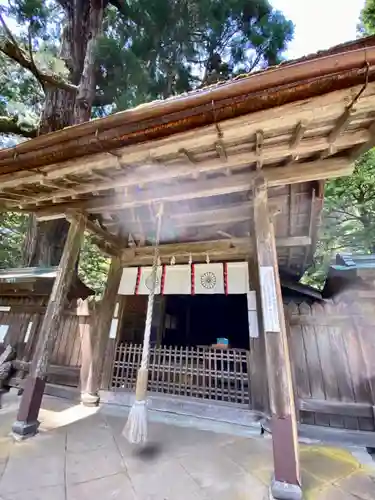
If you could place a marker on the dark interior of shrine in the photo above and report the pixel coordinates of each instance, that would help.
(200, 320)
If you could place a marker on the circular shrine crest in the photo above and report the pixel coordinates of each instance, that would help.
(208, 280)
(149, 282)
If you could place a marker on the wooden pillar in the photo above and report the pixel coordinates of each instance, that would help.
(286, 482)
(27, 423)
(257, 355)
(94, 363)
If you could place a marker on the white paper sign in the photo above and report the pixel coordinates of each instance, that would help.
(269, 299)
(28, 331)
(113, 329)
(253, 324)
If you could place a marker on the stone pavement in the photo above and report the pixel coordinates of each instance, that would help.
(80, 454)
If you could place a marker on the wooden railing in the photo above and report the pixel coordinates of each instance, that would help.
(200, 372)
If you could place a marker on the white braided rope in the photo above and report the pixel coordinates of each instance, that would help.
(150, 303)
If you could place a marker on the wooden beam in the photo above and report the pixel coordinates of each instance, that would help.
(298, 134)
(363, 148)
(232, 249)
(98, 231)
(222, 215)
(340, 125)
(328, 107)
(292, 174)
(27, 418)
(281, 398)
(139, 176)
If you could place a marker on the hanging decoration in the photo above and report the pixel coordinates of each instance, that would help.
(180, 279)
(135, 429)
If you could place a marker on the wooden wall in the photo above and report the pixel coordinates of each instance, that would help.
(332, 347)
(23, 322)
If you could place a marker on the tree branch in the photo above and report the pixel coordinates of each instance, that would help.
(10, 125)
(10, 48)
(120, 5)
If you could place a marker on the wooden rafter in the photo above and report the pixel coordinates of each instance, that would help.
(230, 249)
(114, 241)
(238, 130)
(207, 188)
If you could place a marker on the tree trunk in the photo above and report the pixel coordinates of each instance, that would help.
(44, 242)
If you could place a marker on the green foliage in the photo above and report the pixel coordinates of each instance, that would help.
(12, 233)
(367, 19)
(167, 47)
(348, 223)
(93, 266)
(150, 49)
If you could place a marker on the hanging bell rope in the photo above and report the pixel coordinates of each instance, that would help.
(135, 429)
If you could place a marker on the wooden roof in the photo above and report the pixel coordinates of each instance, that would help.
(296, 124)
(37, 281)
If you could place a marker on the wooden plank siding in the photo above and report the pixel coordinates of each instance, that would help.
(332, 350)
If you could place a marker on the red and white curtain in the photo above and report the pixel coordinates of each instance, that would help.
(216, 278)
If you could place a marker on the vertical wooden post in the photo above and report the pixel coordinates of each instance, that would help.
(100, 333)
(257, 355)
(116, 330)
(286, 483)
(27, 423)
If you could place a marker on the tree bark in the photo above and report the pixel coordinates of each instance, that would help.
(44, 241)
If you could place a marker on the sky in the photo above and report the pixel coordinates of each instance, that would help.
(319, 24)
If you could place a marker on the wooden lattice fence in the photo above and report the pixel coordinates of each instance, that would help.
(201, 372)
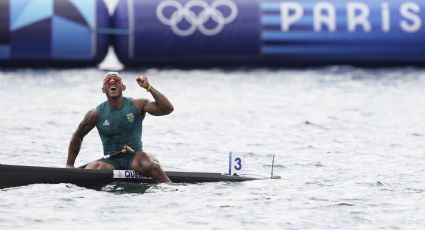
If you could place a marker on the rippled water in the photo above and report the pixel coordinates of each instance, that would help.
(349, 146)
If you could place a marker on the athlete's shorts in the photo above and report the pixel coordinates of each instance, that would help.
(120, 161)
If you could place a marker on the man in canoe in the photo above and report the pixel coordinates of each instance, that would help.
(119, 123)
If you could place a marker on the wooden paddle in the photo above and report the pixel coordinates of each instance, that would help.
(125, 149)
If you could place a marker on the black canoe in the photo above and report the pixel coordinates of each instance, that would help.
(16, 175)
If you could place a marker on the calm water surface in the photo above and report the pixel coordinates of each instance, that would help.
(349, 145)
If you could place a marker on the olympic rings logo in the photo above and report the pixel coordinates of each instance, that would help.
(196, 20)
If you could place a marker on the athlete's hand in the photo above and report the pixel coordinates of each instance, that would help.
(143, 81)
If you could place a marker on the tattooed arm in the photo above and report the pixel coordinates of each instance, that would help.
(86, 125)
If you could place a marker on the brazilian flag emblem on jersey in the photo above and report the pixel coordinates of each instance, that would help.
(130, 117)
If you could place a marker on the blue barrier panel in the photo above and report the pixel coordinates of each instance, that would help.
(52, 32)
(276, 32)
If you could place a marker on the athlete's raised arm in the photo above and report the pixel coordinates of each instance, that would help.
(86, 125)
(161, 105)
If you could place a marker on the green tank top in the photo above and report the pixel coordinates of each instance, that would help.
(119, 127)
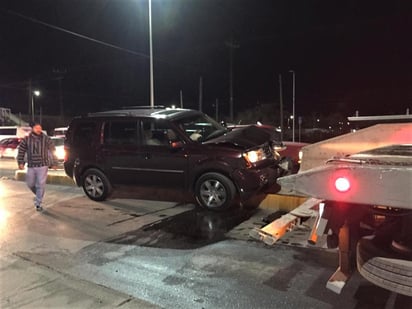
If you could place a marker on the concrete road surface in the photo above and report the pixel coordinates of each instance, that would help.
(135, 253)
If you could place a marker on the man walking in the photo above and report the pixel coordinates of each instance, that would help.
(39, 150)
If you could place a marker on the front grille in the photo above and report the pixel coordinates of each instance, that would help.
(268, 151)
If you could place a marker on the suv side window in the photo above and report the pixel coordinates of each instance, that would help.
(83, 135)
(157, 133)
(121, 133)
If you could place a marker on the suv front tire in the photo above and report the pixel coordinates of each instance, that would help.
(215, 191)
(96, 185)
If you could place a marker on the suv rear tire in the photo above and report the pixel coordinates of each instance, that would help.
(96, 185)
(215, 191)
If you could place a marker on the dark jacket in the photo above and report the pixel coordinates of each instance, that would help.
(39, 150)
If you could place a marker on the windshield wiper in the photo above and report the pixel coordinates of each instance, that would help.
(216, 133)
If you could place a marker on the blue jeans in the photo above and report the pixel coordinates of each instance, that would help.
(36, 181)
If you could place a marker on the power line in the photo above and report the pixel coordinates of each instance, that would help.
(76, 34)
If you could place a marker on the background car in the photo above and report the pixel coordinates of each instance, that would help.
(59, 145)
(8, 147)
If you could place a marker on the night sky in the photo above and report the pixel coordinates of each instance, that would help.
(347, 55)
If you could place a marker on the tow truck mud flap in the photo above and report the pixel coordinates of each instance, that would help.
(272, 232)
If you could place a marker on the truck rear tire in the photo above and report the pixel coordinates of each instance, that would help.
(379, 266)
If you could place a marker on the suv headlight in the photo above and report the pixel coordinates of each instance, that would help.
(254, 155)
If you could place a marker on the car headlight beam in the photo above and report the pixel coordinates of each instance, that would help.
(254, 156)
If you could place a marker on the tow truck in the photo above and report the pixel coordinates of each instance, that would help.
(363, 206)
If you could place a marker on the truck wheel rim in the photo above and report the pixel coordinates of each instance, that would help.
(94, 186)
(213, 193)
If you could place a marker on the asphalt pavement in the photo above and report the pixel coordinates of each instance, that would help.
(158, 252)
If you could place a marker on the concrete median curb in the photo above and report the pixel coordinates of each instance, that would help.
(57, 177)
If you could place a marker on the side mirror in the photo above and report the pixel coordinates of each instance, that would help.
(176, 145)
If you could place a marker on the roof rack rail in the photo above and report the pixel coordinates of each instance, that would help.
(144, 107)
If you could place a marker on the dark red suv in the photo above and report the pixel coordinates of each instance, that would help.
(170, 148)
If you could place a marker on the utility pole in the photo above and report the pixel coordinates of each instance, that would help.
(217, 109)
(281, 107)
(29, 110)
(181, 99)
(232, 45)
(200, 93)
(60, 72)
(293, 105)
(61, 98)
(151, 56)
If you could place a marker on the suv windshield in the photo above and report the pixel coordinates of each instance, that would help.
(200, 128)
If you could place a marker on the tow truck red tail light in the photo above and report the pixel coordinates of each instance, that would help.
(342, 184)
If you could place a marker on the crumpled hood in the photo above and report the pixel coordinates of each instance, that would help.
(247, 137)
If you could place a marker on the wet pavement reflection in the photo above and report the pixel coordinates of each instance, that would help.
(189, 230)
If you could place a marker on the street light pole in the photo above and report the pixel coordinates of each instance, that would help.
(151, 56)
(34, 93)
(293, 105)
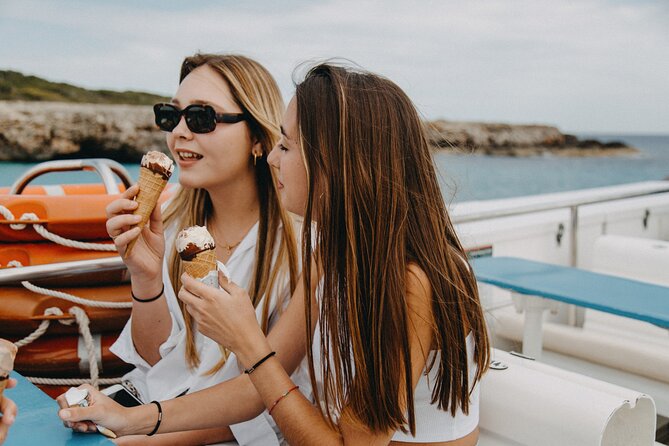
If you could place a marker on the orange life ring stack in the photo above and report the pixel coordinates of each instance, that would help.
(64, 291)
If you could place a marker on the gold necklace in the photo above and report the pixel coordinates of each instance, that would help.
(229, 248)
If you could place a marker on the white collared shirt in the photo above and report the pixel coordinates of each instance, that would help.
(171, 376)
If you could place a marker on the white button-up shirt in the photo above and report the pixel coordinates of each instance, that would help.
(171, 376)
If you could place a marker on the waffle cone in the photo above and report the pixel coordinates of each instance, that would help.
(3, 384)
(151, 185)
(203, 263)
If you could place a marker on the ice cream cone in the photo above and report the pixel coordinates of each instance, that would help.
(7, 355)
(197, 250)
(203, 263)
(154, 174)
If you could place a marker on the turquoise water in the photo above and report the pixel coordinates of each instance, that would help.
(467, 177)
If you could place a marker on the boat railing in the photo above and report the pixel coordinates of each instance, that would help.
(108, 170)
(571, 203)
(12, 276)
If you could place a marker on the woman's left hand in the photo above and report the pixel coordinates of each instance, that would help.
(225, 315)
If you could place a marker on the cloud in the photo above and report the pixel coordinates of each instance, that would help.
(585, 66)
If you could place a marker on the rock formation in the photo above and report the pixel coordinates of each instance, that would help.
(516, 140)
(37, 131)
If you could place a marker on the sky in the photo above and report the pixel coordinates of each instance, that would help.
(585, 66)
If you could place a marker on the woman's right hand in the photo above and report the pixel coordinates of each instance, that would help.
(101, 410)
(145, 259)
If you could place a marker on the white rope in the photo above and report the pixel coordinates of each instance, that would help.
(74, 299)
(42, 327)
(85, 331)
(72, 381)
(41, 230)
(83, 322)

------------------------------

— Required task —
Quote, without any change, each line from the one that contains "If you could place a marker on the orange" through the end of the material.

— Exercise answer —
If you could place a marker on the orange life ring stack in the photo above and report the pixel coordinates of each instance, that would help.
(64, 291)
If you could place a marker on the gold necklace in the photo above and report the pixel coordinates of each instance, that would help.
(229, 248)
If you could place a marker on the white collared shirt in the photo above and report the pixel coordinates of each instance, that would help.
(171, 376)
If you could place a marker on the white button-up shirt in the photo above and report the pixel coordinates of each instance, that would help.
(171, 376)
If you could place a marker on the waffle cone in the photo above and report the pixel coordinates of each instance, that would help.
(3, 384)
(151, 185)
(203, 263)
If you could place a marker on the ice cream cone in the photo above and report the pixel coordinates of each instance, that would help.
(7, 355)
(197, 250)
(203, 263)
(154, 174)
If you could place a marker on the turquoise water in the photo above and report the pixel coordinates of each instance, that would help.
(467, 177)
If you could place a marker on the boat railing in the photo above and report the pixel coordinates of each instance, that would help.
(108, 170)
(571, 203)
(12, 276)
If you could place a marker on the woman's left hand in the photo above and report the pixel coordinates of each instance, that would help.
(225, 315)
If you could place a marker on the cloud in the photo above and report the pixel coordinates of each instance, that would help.
(585, 66)
If you could place a marker on the rock formation in the photo above and report the pixel coordinates of each instance, that would help.
(516, 140)
(37, 131)
If you could place a marker on the sky in the photo above and report the pixel coordinates of each instance, that would help.
(585, 66)
If you could place a marker on the woman's right hand in the photo above and report the pixel coordinates of each instance, that would help.
(101, 410)
(145, 259)
If you could place a marker on the white rope in the photo above and report the pixel coordinates of each instance, that would help.
(74, 299)
(42, 327)
(85, 331)
(72, 381)
(41, 230)
(83, 322)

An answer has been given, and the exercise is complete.